YOUR INSTRUCTIONS:
Copy out the tutorial passage on lxml and Selenium below, word for word and in full.

:: EXTRACT

Let’s see an example:
Let’s begin with installing this library:
$ pip install lxml
Next, get the html using the requests library and then parse it using lxml.
import requests from lxml
import html
response = requests.get('https://sandbox.oxylabs.io/products')
tree = html.fromstring(response.content)
title = tree.findtext('.//title')
print(title) # prints 'E-commerce | Oxylabs Scraping Sandbox'
4. Selenium
Selenium is made for browser automation. It allows the loading of web pages in a browser. It means that Selenium is suitable for scraping dynamic web pages—the pages that load content using JavaScript.
You would need two components before you write Python code: Selenium Driver for your browser and Selenium.
For Chrome, you can find the driver here.
Selenium can be installed using `pip`:
$ pip3 install selenium
Here is a sample code that uses selenium:
from selenium import webdriver
from selenium.webdriver.chrome.service import Service
from selenium.webdriver.common.by import By
service = Service('/path/to/chromedriver')
driver = webdriver.Chrome(service=service)
driver.get('https://sandbox.oxylabs.io/products')
games = driver.find_elements(By.TAG_NAME, 'h4')

::::
:: DATA ENTRIES

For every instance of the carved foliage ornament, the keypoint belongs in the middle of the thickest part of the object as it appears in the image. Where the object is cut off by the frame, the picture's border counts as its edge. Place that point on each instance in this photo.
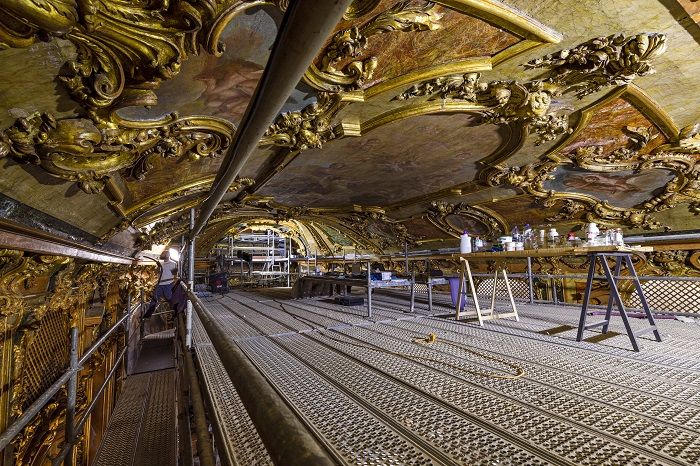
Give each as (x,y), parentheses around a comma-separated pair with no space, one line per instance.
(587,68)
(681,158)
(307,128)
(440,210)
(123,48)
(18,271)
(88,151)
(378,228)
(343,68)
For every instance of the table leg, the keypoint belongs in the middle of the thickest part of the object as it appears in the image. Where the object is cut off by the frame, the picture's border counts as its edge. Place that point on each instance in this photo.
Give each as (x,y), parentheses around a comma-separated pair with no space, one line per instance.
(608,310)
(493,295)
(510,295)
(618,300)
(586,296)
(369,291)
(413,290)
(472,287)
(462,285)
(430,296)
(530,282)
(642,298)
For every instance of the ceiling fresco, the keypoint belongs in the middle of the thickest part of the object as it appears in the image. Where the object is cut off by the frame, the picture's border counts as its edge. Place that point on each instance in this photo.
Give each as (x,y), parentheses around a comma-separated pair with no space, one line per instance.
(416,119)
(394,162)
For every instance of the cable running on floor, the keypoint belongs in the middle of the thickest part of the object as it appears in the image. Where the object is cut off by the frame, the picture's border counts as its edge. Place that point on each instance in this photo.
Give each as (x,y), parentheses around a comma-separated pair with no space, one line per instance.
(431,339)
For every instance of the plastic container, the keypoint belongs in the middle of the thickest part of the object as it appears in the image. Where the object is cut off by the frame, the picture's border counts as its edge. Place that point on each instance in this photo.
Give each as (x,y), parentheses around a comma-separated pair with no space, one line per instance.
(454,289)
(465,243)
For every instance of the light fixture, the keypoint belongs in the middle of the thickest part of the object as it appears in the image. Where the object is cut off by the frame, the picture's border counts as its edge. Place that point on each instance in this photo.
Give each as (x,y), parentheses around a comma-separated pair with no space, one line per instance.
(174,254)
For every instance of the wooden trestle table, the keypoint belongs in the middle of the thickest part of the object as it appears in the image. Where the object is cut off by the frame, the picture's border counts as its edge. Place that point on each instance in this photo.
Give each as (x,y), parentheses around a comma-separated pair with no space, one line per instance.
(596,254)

::::
:: DATA ENTRIES

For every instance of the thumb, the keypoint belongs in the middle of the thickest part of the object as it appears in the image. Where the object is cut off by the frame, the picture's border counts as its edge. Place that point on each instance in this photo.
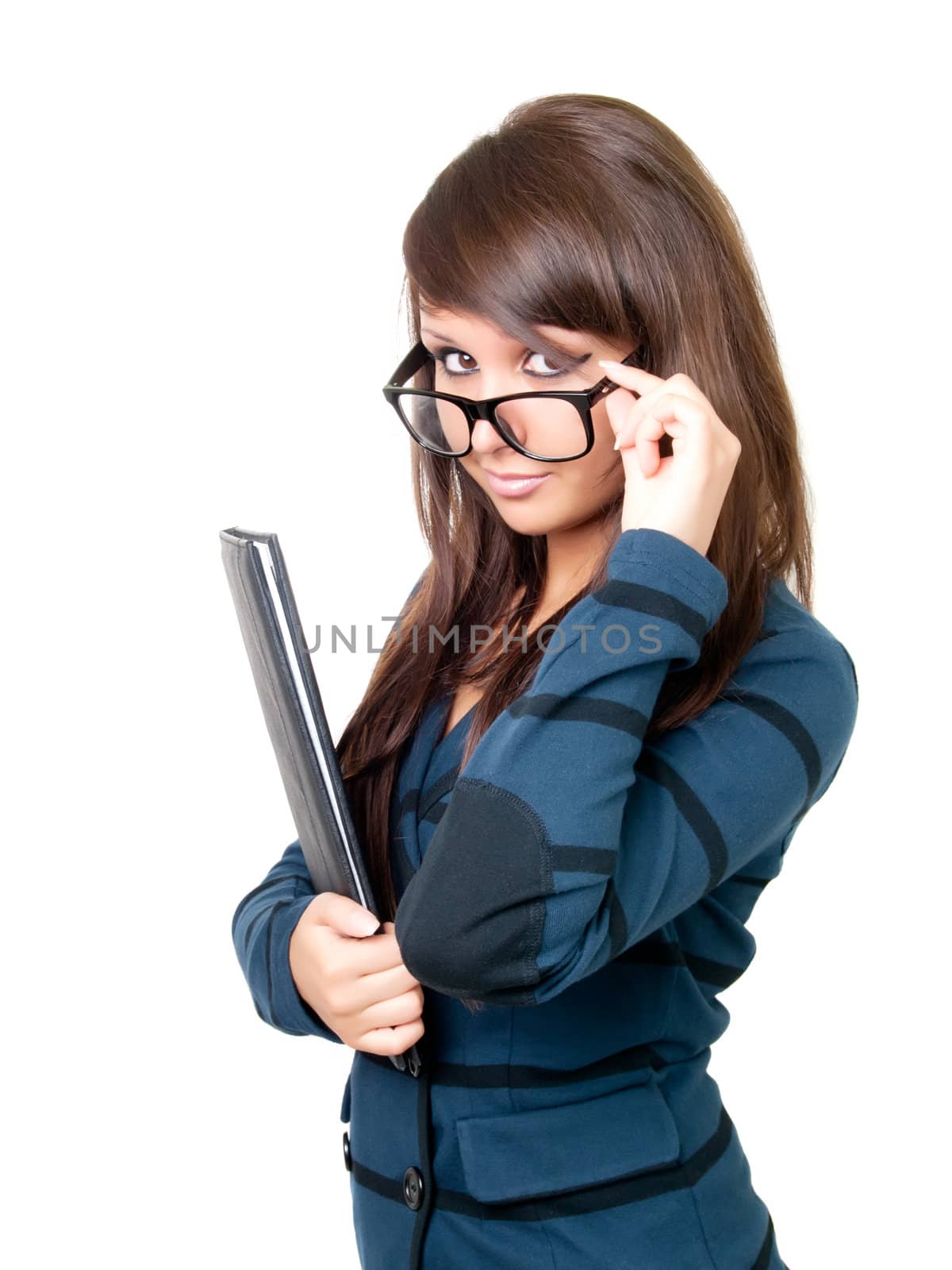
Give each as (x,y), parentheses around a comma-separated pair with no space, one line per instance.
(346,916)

::::
:: DATA ENTRIES

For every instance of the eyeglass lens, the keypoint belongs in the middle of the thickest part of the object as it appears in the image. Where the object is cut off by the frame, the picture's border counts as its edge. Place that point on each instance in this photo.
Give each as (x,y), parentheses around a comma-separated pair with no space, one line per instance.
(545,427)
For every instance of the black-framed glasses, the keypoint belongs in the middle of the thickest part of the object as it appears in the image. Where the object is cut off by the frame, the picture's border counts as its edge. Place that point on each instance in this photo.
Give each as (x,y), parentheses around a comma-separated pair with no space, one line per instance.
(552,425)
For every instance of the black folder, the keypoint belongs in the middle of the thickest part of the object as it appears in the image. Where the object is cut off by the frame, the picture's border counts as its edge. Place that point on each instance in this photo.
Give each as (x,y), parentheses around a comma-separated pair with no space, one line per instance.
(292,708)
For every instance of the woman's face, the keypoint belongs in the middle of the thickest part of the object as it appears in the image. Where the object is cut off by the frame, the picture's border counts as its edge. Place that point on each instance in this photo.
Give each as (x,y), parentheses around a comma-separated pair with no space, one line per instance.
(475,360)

::::

FINISHED TASK:
Let’s see an example:
Let’s begin with installing this library:
$ pip install lxml
Next, get the html using the requests library and then parse it using lxml.
import requests from lxml
import html
response = requests.get('https://sandbox.oxylabs.io/products')
tree = html.fromstring(response.content)
title = tree.findtext('.//title')
print(title) # prints 'E-commerce | Oxylabs Scraping Sandbox'
4. Selenium
Selenium is made for browser automation. It allows the loading of web pages in a browser. It means that Selenium is suitable for scraping dynamic web pages—the pages that load content using JavaScript.
You would need two components before you write Python code: Selenium Driver for your browser and Selenium.
For Chrome, you can find the driver here.
Selenium can be installed using `pip`:
$ pip3 install selenium
Here is a sample code that uses selenium:
from selenium import webdriver
from selenium.webdriver.chrome.service import Service
from selenium.webdriver.common.by import By
service = Service('/path/to/chromedriver')
driver = webdriver.Chrome(service=service)
driver.get('https://sandbox.oxylabs.io/products')
games = driver.find_elements(By.TAG_NAME, 'h4')